Object position labeling entries
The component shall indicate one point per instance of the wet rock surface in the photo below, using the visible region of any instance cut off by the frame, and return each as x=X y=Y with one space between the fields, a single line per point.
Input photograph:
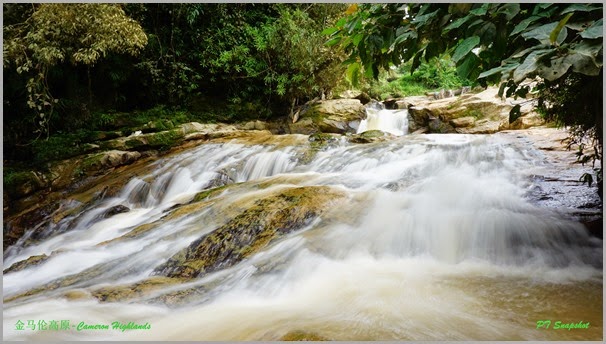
x=251 y=231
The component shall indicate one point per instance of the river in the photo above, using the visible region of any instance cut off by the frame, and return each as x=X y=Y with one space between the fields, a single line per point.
x=444 y=237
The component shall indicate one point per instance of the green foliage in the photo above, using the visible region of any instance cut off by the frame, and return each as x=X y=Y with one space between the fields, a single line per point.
x=491 y=42
x=513 y=40
x=438 y=73
x=61 y=146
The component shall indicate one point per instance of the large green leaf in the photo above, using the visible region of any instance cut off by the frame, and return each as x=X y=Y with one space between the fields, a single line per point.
x=589 y=47
x=523 y=25
x=480 y=11
x=542 y=33
x=457 y=23
x=465 y=47
x=528 y=50
x=468 y=66
x=501 y=69
x=594 y=31
x=487 y=33
x=584 y=64
x=353 y=73
x=581 y=8
x=330 y=30
x=555 y=36
x=510 y=10
x=423 y=19
x=557 y=68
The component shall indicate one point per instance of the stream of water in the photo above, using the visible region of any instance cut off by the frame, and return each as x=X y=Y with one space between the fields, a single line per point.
x=442 y=240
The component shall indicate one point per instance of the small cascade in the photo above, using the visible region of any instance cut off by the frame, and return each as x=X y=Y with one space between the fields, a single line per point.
x=391 y=121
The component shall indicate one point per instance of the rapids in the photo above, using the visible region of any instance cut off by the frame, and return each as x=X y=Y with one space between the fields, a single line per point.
x=445 y=238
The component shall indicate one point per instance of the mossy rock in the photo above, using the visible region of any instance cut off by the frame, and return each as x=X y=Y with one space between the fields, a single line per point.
x=23 y=183
x=135 y=290
x=293 y=336
x=371 y=136
x=31 y=261
x=251 y=231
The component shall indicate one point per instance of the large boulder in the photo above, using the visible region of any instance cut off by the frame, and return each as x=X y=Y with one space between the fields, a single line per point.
x=337 y=116
x=480 y=113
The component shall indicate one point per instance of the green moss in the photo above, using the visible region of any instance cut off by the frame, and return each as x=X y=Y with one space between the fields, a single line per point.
x=204 y=195
x=473 y=113
x=251 y=231
x=302 y=336
x=18 y=183
x=92 y=162
x=165 y=140
x=31 y=261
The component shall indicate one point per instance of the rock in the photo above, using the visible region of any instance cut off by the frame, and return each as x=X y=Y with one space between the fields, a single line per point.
x=437 y=126
x=31 y=261
x=255 y=125
x=463 y=122
x=371 y=136
x=109 y=159
x=302 y=336
x=401 y=104
x=251 y=231
x=531 y=119
x=349 y=94
x=480 y=113
x=420 y=131
x=21 y=184
x=118 y=209
x=337 y=116
x=363 y=98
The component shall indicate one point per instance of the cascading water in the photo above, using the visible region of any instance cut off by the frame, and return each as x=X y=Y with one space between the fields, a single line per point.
x=440 y=239
x=391 y=121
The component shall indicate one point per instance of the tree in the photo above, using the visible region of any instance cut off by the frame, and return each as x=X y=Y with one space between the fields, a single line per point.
x=74 y=33
x=558 y=44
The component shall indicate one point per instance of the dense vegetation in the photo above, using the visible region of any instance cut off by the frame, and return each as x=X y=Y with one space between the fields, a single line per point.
x=555 y=47
x=215 y=62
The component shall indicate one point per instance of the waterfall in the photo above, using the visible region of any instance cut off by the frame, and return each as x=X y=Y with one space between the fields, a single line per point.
x=442 y=236
x=392 y=121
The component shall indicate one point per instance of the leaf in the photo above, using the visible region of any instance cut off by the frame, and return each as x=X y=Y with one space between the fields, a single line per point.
x=557 y=68
x=526 y=51
x=357 y=38
x=506 y=68
x=594 y=31
x=416 y=61
x=542 y=33
x=510 y=10
x=468 y=66
x=523 y=25
x=529 y=65
x=330 y=31
x=582 y=63
x=457 y=23
x=353 y=72
x=465 y=47
x=351 y=9
x=479 y=11
x=333 y=41
x=555 y=34
x=423 y=19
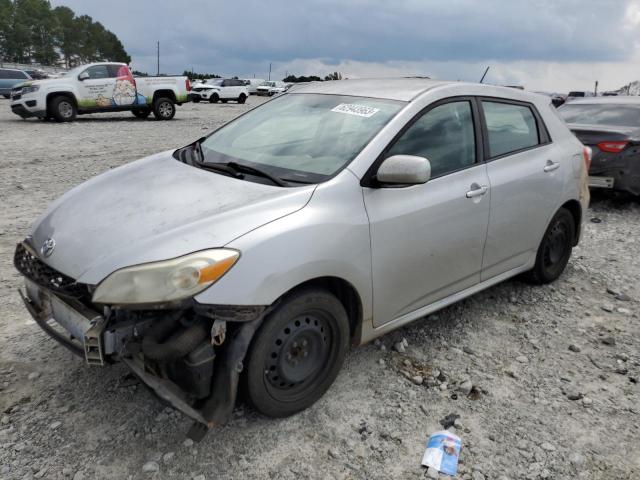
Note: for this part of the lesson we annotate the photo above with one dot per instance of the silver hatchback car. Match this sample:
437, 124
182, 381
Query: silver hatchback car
325, 217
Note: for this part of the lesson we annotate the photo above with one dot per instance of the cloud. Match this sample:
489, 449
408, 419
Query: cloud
521, 39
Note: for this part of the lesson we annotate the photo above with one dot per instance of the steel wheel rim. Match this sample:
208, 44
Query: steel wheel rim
65, 109
165, 109
299, 355
556, 245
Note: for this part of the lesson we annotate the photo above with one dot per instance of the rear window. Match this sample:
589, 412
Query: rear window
612, 114
17, 74
510, 127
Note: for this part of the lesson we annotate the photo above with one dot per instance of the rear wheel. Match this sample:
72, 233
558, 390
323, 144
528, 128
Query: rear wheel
297, 353
141, 112
164, 108
62, 109
554, 250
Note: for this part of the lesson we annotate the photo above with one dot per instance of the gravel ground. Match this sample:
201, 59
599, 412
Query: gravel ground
544, 379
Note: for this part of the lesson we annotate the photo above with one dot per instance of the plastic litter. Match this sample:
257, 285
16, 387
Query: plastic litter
443, 450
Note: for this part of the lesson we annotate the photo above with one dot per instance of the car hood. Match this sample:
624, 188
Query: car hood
154, 209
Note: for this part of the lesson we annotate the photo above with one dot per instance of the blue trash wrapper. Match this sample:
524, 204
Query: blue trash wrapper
443, 450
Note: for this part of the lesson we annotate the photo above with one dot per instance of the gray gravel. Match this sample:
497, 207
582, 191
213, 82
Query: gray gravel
544, 379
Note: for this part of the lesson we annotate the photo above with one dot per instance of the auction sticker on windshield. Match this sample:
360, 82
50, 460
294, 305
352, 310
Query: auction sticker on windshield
353, 109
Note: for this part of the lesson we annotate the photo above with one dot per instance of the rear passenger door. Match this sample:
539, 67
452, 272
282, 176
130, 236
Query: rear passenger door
525, 174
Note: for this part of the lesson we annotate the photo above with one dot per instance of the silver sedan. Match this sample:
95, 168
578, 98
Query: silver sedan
328, 216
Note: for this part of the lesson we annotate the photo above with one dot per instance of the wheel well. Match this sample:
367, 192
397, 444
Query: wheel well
53, 95
345, 292
164, 93
575, 209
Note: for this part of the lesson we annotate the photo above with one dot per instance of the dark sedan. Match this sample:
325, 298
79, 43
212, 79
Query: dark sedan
611, 127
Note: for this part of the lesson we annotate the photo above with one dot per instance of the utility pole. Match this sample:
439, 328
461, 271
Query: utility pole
484, 75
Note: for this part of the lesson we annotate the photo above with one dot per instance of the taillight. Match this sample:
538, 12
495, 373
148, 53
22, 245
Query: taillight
586, 155
612, 147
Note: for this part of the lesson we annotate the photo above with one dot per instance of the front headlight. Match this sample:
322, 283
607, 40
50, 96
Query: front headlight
30, 88
165, 281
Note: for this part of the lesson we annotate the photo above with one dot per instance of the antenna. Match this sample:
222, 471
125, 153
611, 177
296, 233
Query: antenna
485, 74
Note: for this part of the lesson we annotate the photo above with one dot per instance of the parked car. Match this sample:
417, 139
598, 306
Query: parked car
37, 74
253, 84
579, 94
557, 99
10, 77
99, 87
221, 90
271, 88
326, 217
610, 126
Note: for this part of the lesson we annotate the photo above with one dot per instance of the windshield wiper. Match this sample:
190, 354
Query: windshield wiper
238, 167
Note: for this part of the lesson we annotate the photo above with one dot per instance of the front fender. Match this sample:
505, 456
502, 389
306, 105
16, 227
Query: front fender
329, 237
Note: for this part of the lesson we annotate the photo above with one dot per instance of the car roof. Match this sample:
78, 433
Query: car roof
404, 89
612, 100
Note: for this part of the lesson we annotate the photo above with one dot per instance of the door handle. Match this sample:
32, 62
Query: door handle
477, 191
551, 166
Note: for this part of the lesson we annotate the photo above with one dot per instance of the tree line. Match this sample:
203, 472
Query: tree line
312, 78
32, 31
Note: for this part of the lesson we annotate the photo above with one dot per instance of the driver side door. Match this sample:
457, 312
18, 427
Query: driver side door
96, 90
427, 240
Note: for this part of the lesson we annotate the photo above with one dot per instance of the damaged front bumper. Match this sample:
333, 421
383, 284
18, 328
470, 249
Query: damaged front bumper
190, 357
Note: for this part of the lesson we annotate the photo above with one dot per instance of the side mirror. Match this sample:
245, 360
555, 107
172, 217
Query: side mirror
404, 170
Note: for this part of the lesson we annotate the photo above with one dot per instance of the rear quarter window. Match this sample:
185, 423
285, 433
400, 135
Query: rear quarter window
510, 127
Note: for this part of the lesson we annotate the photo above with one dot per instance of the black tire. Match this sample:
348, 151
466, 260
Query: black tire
297, 353
164, 108
62, 109
554, 250
141, 112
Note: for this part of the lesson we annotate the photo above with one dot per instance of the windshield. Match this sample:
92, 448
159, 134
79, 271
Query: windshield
301, 137
601, 114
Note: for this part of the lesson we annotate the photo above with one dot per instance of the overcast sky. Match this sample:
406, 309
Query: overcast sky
553, 45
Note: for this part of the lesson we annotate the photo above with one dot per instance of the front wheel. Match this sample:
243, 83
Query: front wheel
554, 250
62, 109
164, 108
297, 353
141, 112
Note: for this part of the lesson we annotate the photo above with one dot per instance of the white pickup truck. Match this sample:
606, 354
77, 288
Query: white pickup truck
99, 87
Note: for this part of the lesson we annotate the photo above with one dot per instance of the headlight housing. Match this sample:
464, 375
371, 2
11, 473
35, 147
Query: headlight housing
167, 280
30, 89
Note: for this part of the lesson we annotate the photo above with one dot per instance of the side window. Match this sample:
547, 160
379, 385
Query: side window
444, 135
510, 127
98, 71
116, 70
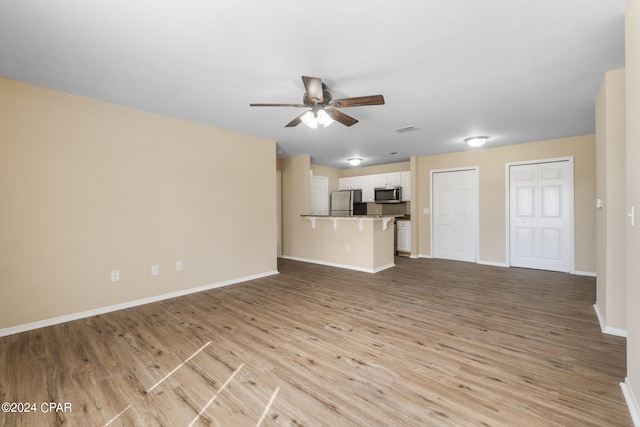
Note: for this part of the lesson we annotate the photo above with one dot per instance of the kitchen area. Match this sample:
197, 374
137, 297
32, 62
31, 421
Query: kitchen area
363, 225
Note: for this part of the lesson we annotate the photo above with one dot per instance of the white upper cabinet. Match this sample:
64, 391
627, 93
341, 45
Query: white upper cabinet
405, 182
367, 183
367, 188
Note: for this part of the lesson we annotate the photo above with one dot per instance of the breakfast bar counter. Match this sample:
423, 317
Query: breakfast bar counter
359, 242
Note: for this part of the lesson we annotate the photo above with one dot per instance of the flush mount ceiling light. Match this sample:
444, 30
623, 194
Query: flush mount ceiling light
476, 141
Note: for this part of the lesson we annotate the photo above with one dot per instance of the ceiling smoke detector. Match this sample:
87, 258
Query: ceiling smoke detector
404, 129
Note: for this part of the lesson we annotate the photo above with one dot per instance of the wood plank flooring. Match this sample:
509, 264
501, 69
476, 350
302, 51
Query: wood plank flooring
426, 343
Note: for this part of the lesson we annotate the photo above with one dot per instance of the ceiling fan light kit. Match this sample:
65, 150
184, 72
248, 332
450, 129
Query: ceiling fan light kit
314, 118
322, 107
476, 141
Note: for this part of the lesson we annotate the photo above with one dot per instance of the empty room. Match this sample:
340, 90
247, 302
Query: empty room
360, 213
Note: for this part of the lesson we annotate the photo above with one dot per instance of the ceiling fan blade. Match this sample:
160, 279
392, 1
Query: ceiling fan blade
359, 101
313, 85
341, 117
277, 105
296, 121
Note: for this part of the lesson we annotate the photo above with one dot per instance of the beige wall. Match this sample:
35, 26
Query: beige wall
296, 201
333, 174
611, 189
88, 187
633, 197
492, 208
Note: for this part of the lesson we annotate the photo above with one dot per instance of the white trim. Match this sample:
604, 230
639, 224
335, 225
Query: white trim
571, 206
494, 264
632, 402
102, 310
477, 203
346, 266
585, 273
608, 329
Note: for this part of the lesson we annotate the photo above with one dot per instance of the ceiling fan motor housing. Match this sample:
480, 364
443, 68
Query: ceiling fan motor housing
311, 103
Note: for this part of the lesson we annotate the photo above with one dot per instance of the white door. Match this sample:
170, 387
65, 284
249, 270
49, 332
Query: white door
540, 206
455, 202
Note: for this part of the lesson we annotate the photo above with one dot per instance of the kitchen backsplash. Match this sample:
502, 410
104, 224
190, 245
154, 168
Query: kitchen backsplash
403, 208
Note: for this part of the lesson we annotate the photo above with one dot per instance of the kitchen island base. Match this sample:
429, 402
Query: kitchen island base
357, 243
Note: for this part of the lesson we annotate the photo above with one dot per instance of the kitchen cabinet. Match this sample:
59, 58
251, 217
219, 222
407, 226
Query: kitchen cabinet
367, 183
403, 230
405, 182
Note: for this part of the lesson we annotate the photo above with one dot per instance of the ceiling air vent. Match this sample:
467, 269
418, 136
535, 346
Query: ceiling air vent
405, 129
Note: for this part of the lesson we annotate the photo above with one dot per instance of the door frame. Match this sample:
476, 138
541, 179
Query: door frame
476, 217
572, 267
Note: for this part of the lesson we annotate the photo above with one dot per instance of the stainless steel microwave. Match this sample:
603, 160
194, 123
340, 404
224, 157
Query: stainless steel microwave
388, 195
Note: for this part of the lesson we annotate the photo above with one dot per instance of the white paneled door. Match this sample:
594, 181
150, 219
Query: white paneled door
455, 205
540, 215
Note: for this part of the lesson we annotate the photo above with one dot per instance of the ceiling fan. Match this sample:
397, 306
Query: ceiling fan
323, 107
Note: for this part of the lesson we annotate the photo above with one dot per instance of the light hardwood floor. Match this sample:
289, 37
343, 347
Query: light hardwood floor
427, 343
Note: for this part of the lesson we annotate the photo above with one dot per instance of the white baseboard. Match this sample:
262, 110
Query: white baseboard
494, 264
102, 310
608, 329
585, 273
632, 402
346, 266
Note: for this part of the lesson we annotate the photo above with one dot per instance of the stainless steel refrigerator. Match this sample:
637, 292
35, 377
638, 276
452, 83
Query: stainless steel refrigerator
342, 202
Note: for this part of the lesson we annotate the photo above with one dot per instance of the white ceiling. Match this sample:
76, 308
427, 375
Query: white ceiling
516, 70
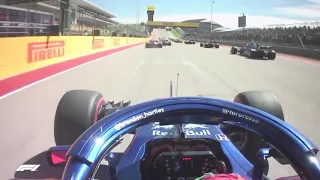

▶ **JOB**: Write out the material from its start up to and including the line with "x=444 y=237", reproducing each line without change. Omit the pictures from your answer.

▶ **EXERCISE RESULT**:
The component shall indicate one point per instance of the wet rock surface in the photo below, using the visible region of any instance cut off by the frame, and return each as x=X y=Y with one space between the fields, a single line per point.
Input photograph:
x=251 y=231
The component shall indicate one point per instance of the river in the photo above, using the visible region of any instance cut off by the frame, and return each as x=X y=Y with one space between the fields, a single line per point.
x=444 y=237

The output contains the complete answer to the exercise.